### Text passage
Deployment Configurations: Screen resolution interacts with variants to affect reliability. While higher resolution improves success rates in most versions, it significantly degrades performance in dark themes—demonstrating that even "optimal resolution" varies by app variant.

Highlights & Insights¶

Shifting the Perspective on Reliability: Splitting reliability into "intra-app variance" and "cross-variant variance" and quantifying it with a simple ratio directly exposes a systematic blind spot in all fixed-clone benchmarks.
Engineering Minimalism for Scientific Scale: Trading high-fidelity cloning for self-written lightweight apps might seem like a step back, but it yields the ability to run thousands of variants in parallel on a single CPU with <10MB RAM. This trade-off of "realism for controllability and scale" is a valuable lesson for other evaluation domains requiring large-scale perturbations.
Transferable Ground-Truth Rewards: Scoring via indicator functions of the full underlying state solves both the rigidity of trajectory imitation and the exploitability of single-point detection. This approach is transferable to any agent evaluation or training with clear goal states.
Diagnosis as Insight: The distribution of failure modes like loops, hallucinations, and intent misunderstandings across variants provides actionable feedback for agent developers.

Limitations & Future Work¶

Tasks are Too Simple: Currently only simple tasks like "add a todo" are tested, which do not represent real-world complexity; however, even here success rate fluctuations are substantial. Future work could extend this to more complex/long-horizon tasks.
Independent Factor Perturbation: This study perturbs appearance or content factors independently; multi-factor interactions might reveal more interesting behaviors.
Autonomous-Only Agents: Scenarios involving human-in-the-loop or interactive verification were not included.
Limited Cross-Agent Comparability: Optimal observation modes/prompts/temperatures vary by agent (e.g., UI-TARS is vision-only), necessitating caution in direct cross-agent comparisons. The "50% fluctuation" conclusion is also dependent on the specific task set.
The authors also note that OpenApps can be used inversely as a training data source or safety sandbox to study cross-variant generalization (Appendix B).

Data excerpts:
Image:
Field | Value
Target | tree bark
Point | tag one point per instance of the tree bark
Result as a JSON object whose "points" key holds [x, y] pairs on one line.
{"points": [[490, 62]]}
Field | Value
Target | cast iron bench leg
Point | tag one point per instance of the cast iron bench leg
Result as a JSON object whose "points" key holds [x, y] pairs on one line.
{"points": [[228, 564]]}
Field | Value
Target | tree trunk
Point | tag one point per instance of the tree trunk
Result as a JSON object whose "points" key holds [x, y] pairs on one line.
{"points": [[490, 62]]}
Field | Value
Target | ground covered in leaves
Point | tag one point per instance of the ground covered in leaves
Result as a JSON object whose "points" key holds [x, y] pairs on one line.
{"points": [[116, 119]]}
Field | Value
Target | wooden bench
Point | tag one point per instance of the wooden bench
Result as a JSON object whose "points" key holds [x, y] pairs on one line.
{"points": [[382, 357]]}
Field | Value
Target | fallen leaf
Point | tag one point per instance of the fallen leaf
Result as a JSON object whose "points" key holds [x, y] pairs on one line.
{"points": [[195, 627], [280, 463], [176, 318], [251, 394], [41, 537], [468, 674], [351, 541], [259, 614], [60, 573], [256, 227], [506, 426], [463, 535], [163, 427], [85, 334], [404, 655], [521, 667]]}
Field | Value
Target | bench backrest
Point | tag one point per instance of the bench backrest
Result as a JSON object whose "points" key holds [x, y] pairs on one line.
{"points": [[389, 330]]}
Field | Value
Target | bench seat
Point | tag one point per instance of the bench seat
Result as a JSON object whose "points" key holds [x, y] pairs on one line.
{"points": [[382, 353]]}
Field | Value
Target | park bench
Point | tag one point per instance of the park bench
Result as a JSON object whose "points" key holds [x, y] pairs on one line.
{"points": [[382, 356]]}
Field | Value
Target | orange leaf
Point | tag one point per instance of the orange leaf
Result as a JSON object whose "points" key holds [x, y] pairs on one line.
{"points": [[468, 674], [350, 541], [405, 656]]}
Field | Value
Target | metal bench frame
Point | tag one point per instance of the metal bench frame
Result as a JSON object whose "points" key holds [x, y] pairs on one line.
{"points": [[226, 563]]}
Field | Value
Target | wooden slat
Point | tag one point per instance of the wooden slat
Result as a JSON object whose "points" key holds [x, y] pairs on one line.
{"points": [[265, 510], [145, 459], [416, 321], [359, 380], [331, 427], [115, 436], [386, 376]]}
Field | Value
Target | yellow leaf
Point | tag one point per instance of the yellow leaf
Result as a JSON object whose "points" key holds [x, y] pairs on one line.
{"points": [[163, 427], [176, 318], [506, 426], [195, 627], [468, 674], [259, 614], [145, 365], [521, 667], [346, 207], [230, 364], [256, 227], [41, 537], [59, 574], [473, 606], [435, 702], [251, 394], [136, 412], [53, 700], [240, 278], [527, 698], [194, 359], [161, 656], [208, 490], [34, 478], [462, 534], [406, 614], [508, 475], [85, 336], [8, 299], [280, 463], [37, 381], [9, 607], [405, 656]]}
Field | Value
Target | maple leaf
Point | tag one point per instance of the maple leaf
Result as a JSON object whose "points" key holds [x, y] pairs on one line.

### Your instructions
In the passage on agent reliability across app variants, which agent is cited as an example of being vision-only? The records are standalone material with no connection to the text.

### Solution for this task
UI-TARS